CARICOM Chair, Belizean Prime Minister John Bricenco

Pressing CARICOM’s case, the regional leader sought to impress that Caribbean economies are in a precarious place because of our inherent vulnerabilities to external shocks, including exposure to climate change and devastating storms. But the pandemic and now the effects because of the war in Ukraine have further battered our economies.
According to Prime Minister Bricenco, notwithstanding the six percent recovery in global growth in 2021, CARICOM Member States, except for Guyana, recorded an average growth rate of one percent.
He said too, “a few Member States experienced even further GDP (Gross Domestic Product) losses ranging from one percent to -6.3 percent.”
Member States, he said, were expected to record a stronger growth performance in 2022 but “the effects of the war, rising inflation, rising oil costs and further supply chain disruptions have led the IMF (International Monetary Fund) to downgrade growth projection for the region” and that “we cannot continue on this path.”

Entries drawn from a collection:
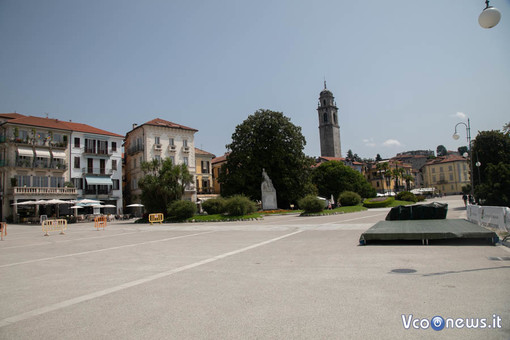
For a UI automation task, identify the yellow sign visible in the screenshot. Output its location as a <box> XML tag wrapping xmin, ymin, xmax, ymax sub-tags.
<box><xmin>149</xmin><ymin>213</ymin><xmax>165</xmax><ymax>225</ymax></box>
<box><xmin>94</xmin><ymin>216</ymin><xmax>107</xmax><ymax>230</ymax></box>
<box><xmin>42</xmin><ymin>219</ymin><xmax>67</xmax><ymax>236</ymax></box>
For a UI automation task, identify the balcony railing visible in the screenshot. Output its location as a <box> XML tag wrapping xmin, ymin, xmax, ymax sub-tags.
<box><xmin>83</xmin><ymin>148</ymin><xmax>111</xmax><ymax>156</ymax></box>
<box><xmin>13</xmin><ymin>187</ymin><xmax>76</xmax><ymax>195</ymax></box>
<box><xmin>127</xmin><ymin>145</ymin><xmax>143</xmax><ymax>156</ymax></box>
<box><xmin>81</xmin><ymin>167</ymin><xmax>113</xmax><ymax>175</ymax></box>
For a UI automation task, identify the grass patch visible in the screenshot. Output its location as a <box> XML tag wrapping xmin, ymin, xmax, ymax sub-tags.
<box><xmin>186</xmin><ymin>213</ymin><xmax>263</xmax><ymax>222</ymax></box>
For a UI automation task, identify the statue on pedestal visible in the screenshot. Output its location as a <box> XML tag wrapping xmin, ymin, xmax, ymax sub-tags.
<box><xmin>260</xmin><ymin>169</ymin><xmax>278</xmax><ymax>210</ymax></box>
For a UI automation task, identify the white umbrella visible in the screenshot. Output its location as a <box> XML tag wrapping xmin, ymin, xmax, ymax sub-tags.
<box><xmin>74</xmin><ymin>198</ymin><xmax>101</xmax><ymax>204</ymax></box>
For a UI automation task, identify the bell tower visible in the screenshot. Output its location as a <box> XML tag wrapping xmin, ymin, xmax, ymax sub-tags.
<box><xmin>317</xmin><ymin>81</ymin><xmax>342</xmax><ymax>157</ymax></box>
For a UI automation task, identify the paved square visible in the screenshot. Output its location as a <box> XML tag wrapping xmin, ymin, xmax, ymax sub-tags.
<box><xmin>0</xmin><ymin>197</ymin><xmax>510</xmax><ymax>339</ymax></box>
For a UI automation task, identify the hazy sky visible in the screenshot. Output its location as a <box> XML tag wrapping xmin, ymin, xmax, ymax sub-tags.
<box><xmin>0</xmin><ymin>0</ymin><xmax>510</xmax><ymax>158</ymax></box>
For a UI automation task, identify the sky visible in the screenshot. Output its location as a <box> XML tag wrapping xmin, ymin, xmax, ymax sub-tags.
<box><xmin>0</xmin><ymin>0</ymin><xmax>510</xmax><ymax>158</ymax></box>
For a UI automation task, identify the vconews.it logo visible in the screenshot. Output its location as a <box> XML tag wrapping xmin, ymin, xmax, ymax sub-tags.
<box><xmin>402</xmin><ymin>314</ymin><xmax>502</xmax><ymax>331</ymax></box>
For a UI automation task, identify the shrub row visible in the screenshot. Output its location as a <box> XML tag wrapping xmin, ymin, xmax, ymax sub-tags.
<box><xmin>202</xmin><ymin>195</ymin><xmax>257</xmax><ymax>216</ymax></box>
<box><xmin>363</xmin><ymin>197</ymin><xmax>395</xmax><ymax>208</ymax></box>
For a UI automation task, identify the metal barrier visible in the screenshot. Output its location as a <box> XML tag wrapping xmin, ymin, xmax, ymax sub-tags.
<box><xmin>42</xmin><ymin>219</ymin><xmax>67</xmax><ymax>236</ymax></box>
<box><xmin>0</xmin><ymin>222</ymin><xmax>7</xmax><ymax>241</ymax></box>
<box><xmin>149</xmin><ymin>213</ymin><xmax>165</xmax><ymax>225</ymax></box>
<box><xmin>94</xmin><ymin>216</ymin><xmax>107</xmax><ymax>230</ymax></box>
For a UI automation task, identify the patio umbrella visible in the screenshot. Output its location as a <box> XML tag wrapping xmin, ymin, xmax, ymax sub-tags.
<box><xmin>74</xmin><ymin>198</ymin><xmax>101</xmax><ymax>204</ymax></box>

> Required work:
Continue the passage about the CARICOM Chair's remarks on Caribbean economies, picking up after its final sentence.

> Expected answer:
With this in mind, the Belizean leader told world leaders, including US President Joseph Biden and his Guyanese counterpart, Irfaan Ali, “this regression was not of our making, we are ready to join our partners in the Americas to design measures that will provide urgent and targeted responses to arrest this decline.”
We have come to Los Angeles to agree on specific deliverables on climate change, debt relief, access to concessionary financing, energy and food security. With firm commitments we can move forward.”
He was adamant, now is the time for actions that are focused on achieving a sustainable, resilient and equitable future for the hemisphere.
“Action must include equitable access to vaccines and treatment for COVID-19 to end the acute phase of the pandemic and a strengthened and sustainably financed global health architecture.”
Action, he said, must include the Paris 2030 delivery agenda and as such, “we demand firm plans from developed countries for emissions reduction targets in line with the 1.5 degree centigrade Paris temperature goal, a plan to scale up climate finance beyond the floor of the US100 billion dollars annually through to 2025, and doubling of adaptation finance.”
Additionally, Prime Minister Bricenco implored, “action must include finalisation and use of a multidimensional vulnerability index to determine access to grants and concessional development finance, so that countries like ours can affordably finance our recovery and build resiliently. Action must include debt relief.”
Action, he insists, must include a coordinated, multilateral response to the deepening food and energy crises including financing and technology transfer to support the acceleration to renewable energy.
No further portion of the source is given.